>> START

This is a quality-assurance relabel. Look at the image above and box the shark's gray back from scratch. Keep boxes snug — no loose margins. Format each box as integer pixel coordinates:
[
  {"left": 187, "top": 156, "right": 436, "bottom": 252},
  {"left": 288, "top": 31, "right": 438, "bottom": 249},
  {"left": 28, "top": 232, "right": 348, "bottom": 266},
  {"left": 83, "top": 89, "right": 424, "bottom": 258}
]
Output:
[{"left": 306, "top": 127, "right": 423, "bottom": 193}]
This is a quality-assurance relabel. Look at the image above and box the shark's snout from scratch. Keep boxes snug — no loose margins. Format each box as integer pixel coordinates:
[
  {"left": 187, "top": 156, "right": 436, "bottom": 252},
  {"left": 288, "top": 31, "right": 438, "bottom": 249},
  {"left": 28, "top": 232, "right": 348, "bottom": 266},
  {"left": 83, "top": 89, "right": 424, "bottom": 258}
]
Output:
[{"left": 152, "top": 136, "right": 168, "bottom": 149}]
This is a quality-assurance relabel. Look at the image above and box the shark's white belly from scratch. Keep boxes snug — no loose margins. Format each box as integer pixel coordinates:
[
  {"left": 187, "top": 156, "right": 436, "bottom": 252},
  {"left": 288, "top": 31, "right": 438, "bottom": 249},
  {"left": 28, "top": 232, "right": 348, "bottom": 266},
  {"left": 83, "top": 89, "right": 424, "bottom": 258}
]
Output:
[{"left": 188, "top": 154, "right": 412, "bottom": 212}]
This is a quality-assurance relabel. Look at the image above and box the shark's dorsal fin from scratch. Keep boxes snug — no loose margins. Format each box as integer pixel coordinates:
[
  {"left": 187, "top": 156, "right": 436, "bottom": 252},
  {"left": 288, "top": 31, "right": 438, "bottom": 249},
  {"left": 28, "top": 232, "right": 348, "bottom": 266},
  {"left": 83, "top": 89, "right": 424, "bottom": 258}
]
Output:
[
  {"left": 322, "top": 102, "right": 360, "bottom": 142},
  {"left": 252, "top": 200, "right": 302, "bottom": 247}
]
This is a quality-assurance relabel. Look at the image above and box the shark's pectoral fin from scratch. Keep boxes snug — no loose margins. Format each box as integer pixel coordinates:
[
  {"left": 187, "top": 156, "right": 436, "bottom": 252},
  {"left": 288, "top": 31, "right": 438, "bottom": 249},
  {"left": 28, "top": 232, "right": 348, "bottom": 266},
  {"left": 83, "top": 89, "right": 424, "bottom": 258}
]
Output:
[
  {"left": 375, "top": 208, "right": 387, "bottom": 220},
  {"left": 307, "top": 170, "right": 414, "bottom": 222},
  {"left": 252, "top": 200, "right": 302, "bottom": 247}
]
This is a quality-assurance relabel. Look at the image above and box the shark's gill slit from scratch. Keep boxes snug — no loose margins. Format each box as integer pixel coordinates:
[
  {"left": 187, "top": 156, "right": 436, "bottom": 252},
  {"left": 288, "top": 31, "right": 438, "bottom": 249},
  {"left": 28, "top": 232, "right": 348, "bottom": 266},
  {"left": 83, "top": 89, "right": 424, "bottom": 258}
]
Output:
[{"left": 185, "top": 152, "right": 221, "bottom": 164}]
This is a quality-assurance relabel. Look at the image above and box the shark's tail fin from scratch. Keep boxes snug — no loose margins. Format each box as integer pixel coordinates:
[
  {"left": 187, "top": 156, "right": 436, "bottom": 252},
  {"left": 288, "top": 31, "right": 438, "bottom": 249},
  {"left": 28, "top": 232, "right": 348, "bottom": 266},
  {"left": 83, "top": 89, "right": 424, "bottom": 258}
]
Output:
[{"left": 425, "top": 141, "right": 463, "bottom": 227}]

>> END
>> START

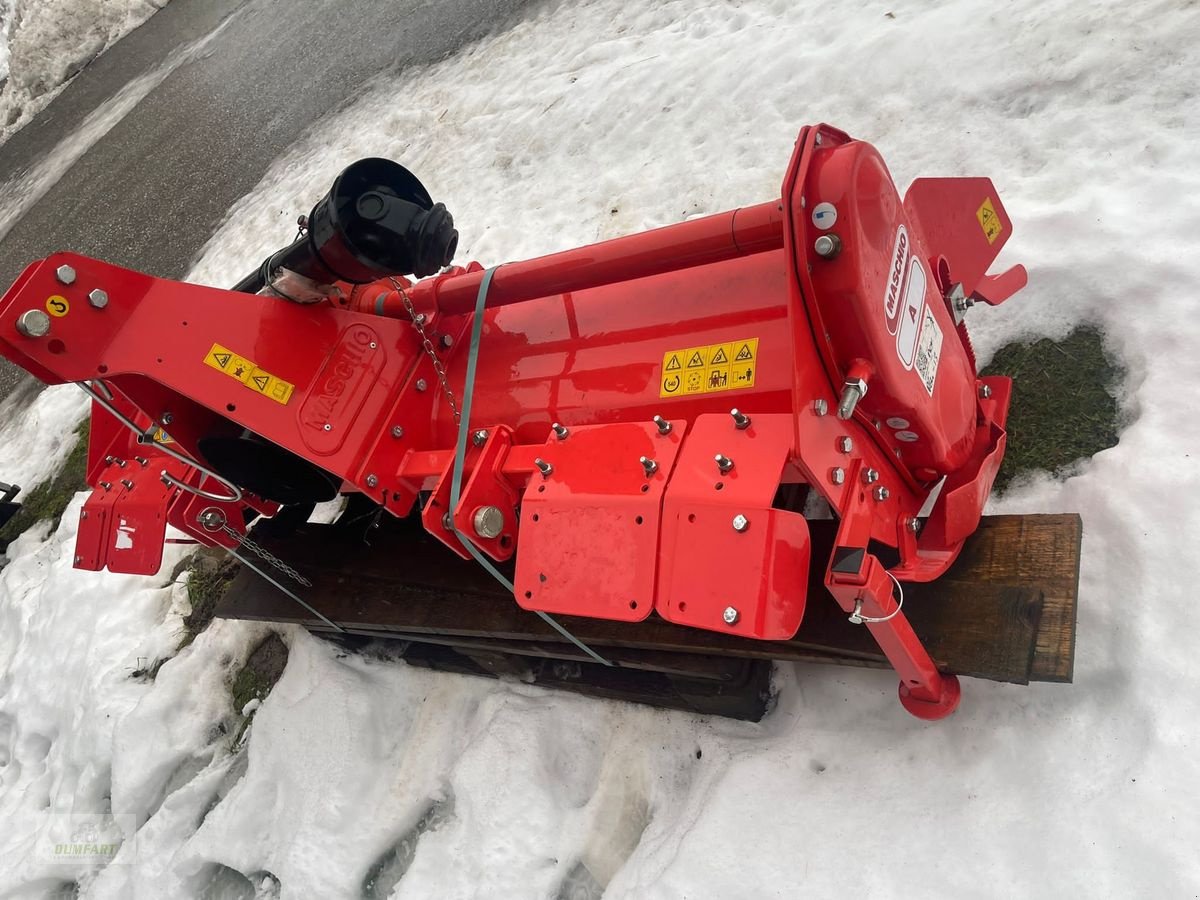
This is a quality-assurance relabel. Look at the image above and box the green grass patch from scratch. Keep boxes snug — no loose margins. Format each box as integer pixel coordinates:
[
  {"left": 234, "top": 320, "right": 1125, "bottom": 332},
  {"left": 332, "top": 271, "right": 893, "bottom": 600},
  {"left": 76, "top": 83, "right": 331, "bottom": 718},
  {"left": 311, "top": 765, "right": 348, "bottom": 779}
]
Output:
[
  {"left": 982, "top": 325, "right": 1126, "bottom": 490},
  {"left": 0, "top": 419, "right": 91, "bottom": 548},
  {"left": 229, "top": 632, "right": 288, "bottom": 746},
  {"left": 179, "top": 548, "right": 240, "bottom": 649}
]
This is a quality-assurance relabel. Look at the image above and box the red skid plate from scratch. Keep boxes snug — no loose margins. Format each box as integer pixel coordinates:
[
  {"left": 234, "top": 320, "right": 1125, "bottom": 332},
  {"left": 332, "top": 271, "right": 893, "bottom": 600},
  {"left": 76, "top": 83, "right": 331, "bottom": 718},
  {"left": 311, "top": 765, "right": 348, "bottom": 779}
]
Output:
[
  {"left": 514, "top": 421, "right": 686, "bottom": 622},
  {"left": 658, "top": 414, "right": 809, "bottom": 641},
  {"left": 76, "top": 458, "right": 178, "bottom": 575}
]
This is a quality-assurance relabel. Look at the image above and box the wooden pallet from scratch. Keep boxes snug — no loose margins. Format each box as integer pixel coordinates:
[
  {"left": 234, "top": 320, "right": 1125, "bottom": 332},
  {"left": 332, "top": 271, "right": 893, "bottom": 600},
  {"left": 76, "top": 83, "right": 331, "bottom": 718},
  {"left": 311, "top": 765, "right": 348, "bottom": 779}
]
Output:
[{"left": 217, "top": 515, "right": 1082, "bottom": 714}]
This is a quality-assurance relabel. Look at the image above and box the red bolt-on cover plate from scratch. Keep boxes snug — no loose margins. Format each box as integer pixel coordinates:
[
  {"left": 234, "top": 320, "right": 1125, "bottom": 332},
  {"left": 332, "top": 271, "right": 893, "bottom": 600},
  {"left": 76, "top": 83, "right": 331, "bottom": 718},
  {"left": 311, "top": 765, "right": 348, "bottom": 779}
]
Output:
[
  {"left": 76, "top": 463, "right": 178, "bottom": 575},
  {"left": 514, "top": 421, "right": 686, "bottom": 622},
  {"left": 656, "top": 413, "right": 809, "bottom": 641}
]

>> END

> _YOUR GOAL_
Count the lines in the records that contain the string "plate". Reply with the number only.

> _TASK RESPONSE_
2